▶ [Data listing]:
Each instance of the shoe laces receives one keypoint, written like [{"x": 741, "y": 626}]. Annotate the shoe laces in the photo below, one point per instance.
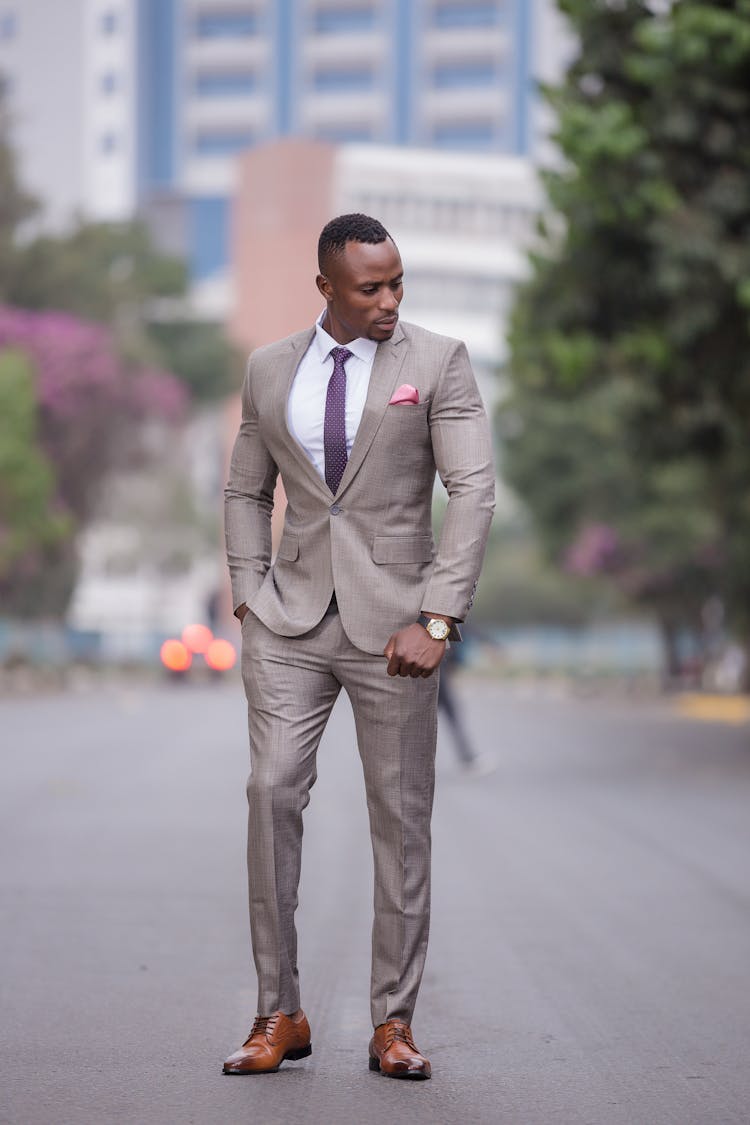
[
  {"x": 262, "y": 1025},
  {"x": 400, "y": 1033}
]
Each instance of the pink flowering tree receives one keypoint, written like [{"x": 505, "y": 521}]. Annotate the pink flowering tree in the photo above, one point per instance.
[{"x": 90, "y": 410}]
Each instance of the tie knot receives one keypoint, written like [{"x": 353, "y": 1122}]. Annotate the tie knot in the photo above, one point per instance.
[{"x": 340, "y": 356}]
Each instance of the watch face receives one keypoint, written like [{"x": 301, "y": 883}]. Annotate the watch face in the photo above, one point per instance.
[{"x": 437, "y": 630}]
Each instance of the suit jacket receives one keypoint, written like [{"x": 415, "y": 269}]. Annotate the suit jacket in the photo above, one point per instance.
[{"x": 372, "y": 542}]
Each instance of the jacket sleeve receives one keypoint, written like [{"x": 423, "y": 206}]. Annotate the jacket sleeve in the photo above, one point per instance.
[
  {"x": 249, "y": 503},
  {"x": 462, "y": 449}
]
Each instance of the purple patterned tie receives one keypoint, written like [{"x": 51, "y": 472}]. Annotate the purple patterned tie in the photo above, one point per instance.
[{"x": 334, "y": 425}]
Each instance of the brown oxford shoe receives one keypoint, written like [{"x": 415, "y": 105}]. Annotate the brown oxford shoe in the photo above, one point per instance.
[
  {"x": 392, "y": 1052},
  {"x": 272, "y": 1038}
]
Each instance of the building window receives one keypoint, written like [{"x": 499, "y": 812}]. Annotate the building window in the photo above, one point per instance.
[
  {"x": 337, "y": 20},
  {"x": 223, "y": 144},
  {"x": 475, "y": 134},
  {"x": 109, "y": 23},
  {"x": 108, "y": 144},
  {"x": 473, "y": 14},
  {"x": 337, "y": 81},
  {"x": 109, "y": 82},
  {"x": 225, "y": 83},
  {"x": 225, "y": 25},
  {"x": 344, "y": 134},
  {"x": 460, "y": 75}
]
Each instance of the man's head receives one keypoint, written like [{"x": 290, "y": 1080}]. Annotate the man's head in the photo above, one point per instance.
[{"x": 361, "y": 278}]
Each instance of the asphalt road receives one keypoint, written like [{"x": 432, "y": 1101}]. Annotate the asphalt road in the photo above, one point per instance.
[{"x": 589, "y": 960}]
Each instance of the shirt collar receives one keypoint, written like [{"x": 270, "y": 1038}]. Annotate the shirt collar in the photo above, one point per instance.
[{"x": 363, "y": 349}]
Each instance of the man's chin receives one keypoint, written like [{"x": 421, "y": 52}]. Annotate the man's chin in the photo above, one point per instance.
[{"x": 383, "y": 331}]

▶ [Task description]: Every entry should be repeated verbatim, with the pictures left out.

▶ [Exercise result]:
Each instance of the shoe laces receives one keypoint, written like [{"x": 741, "y": 626}]. Annotate the shoe laces in the photo below, one point per instance.
[
  {"x": 262, "y": 1025},
  {"x": 400, "y": 1033}
]
Each instance of the pink flowering tree receives one keypoint, written like [{"x": 505, "y": 521}]. Annotate the pink flowering tree in the photo above, one point per instance.
[{"x": 90, "y": 410}]
Each instance of the tie knot receives one keypoint, written like [{"x": 353, "y": 1122}]. Annotate the tie knot in the photo above, one point per instance.
[{"x": 340, "y": 356}]
Each instance of the watch face receives one keypoint, written like [{"x": 301, "y": 883}]. Annotate the watch face in the photo above, one point per instance.
[{"x": 437, "y": 630}]
Each instance of the suit jacket receives one keypoint, written like [{"x": 415, "y": 269}]. Annotate the suit jacket in the photo above, one point per instance.
[{"x": 372, "y": 542}]
Each instance of the jacket sleeve receives one keypoint, written like [{"x": 423, "y": 206}]. Annotate the jacket sleeve in the photo above, one point per instance.
[
  {"x": 249, "y": 503},
  {"x": 462, "y": 449}
]
Each instance of the purple patterned tie receives one keypoint, written like [{"x": 51, "y": 472}]. Annotate the purple patterned tie in the photo above, one point per instance.
[{"x": 334, "y": 425}]
Each instance of the brown oxford shoe receives one keypoint, written like [{"x": 415, "y": 105}]. Annotate the brown oxford shoe in the photo above, one point per instance.
[
  {"x": 392, "y": 1052},
  {"x": 272, "y": 1038}
]
Each instance of the building window receives one keypoint, written like [{"x": 499, "y": 812}]. Annotate the building window in the photo above, one point per instance.
[
  {"x": 337, "y": 20},
  {"x": 223, "y": 144},
  {"x": 475, "y": 134},
  {"x": 109, "y": 23},
  {"x": 108, "y": 144},
  {"x": 473, "y": 14},
  {"x": 337, "y": 81},
  {"x": 109, "y": 82},
  {"x": 225, "y": 83},
  {"x": 225, "y": 25},
  {"x": 344, "y": 134},
  {"x": 460, "y": 75}
]
Each instance of the man's head receives one keypoint, written like [{"x": 290, "y": 1080}]. Annotate the man's head in the photo above, one point per instance.
[{"x": 361, "y": 278}]
Each instance of the asphalt road receives one keypoint, written like [{"x": 432, "y": 1101}]. Annotate the asphalt road in the photo above, one point per instance.
[{"x": 589, "y": 960}]
Each instance of the shirt collar receives one keypoint, written like [{"x": 270, "y": 1038}]. Annotate the shirt collar in the photo above, one point per instance.
[{"x": 363, "y": 349}]
Each instance of the man's chin receives one keypoint, written like [{"x": 421, "y": 52}]. Annotate the man's chin in the photo above, one point per instance.
[{"x": 383, "y": 331}]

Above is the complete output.